By Paul Harrison - posted Tuesday, 24 February 2009

There is a concern among many commentators that social networking sites, such as Facebook, Bebo, Twitter and MySpace, signal the end of “real” relationships as we know them.

Janet Street-Porter, in a column in The Daily Mail, subtly titled “Why I Hate Facebook”, says that that online social networks are “shallow and pathetic”, because they “delude users into thinking that they are experiencing and managing real relationships”. Obviously this could be dismissed as a particularly jaundiced perspective from a Grumpy Old Woman, but I believe what is more interesting here is a transformation (or redefinition) of relationships, rather than the end of anything in particular.

There is no doubt that people are now shifting a significant proportion of their daily activities to the online environment, and that to a large degree, the systems and structures determined by technology are slowly infiltrating every aspect of our lives. In addition to using the internet for gathering information, reading the news, playing massively multi-player online role-playing games (MMORPGs) such as World of Warcraft and Age of Conan, shopping, and communication, people are also using it to meet friends, form social networks, build communities, and even construct identities.


But it doesn’t mean that online relationships will replace our current relationships. The problem that is being highlighted here is that there is a tendency to think that any change will dramatically refashion the way we live our lives, when in fact, research (and experience) suggests that this is less than realistic. When it comes to human interaction, the arguments of the doomsayers fail to recognise the persistence of ambiguity and complexity in all of our relationships.

For some people (including people who might have difficulty forming relationships, such as those with social phobias, or forms of autism), the online environment is a perfect means by which they can meet like-minded others, and express who they are. In the same way that we construct an identity when we go on a date by choosing a particular restaurant, or take a potential client to a footy game to impress upon them that we are like them, the online environment allows people to show their [online] friends what they want them to see. We try to create and manipulate our identity all the time, and in both the online and offline world, we don’t have control over how people might interpret this construction.

By updating what we are doing, posting photos, or providing book recommendations, we are broadcasting our lives to people who might be interested, and, when people respond, it feels good to be noticed and valued. For a person who doesn’t have a regular interaction with others in a workplace, such as the growing number of workers who work from home, are freelance, or consultants, then this is a good way to stay connected with the world. It doesn’t replace other relationships, it is just an additional means of interaction.

There seems to be a notion implied in a lot of commentary that the only “real” relationships are those that are deep, ongoing, personal, and face-to-face. In fact, we form all sorts of relationships with people, and the online environment is, ultimately, just another form of facilitation, just like the telephone, SMS, email, and even letters. Of course some people will have preferences, and of course, the telephone, SMS, letters and email, would never replace the close, caring, reciprocal relationships that we have with people with whom we interact together in the same environment on a regular basis.

# SOURCE EXCERPT

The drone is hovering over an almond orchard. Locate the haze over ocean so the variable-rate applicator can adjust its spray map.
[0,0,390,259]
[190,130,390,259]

# TASK PROMPT
Transcribe the article on social networking sites word for word, from "But it doesn’t" up to and including "of our relationships.". The material plays no role in what is asked here.

# REPLY
But it doesn’t mean that online relationships will replace our current relationships. The problem that is being highlighted here is that there is a tendency to think that any change will dramatically refashion the way we live our lives, when in fact, research (and experience) suggests that this is less than realistic. When it comes to human interaction, the arguments of the doomsayers fail to recognise the persistence of ambiguity and complexity in all of our relationships.